● **Source data**:
- - -

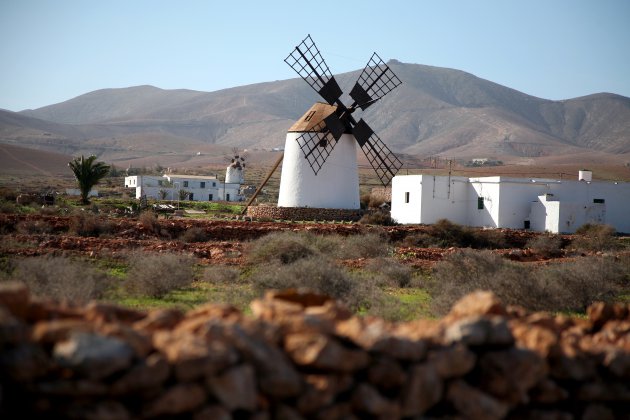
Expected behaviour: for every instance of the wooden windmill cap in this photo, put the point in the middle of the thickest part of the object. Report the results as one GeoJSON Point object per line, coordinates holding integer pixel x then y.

- - -

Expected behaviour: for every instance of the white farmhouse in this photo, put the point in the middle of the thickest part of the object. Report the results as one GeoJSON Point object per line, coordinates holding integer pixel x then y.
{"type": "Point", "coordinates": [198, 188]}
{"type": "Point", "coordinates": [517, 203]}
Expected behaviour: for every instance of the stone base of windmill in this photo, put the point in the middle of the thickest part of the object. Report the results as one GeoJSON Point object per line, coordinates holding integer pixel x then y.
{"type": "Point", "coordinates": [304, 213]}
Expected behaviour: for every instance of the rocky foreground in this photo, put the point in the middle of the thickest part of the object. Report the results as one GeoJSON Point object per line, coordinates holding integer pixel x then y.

- - -

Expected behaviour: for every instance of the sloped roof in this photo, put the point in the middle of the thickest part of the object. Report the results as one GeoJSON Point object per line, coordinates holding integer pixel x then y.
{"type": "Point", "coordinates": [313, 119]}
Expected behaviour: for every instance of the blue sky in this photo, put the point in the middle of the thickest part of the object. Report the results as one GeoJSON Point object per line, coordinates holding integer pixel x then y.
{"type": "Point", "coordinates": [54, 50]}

- - -

● **Activity**:
Go through the material above and output exactly the lines from the one containing "Expected behaviour: for every instance of the stone" through the one containing "Expected behaviour: for every instance of the rocky".

● **Response for this exercise**:
Expected behaviour: for every instance of the stone base of windmill in this photo, put the point in the middle of the thickest part of the object. Report the results as one GeoJSON Point object per line, coordinates holding integer pixel x then y.
{"type": "Point", "coordinates": [304, 213]}
Expected behaviour: for every instance of the rocky foreground in this photo, put the point in the middle of the thickest part of the object. Report the results as one GeoJSON Point object per line, coordinates holding integer pixel x then y.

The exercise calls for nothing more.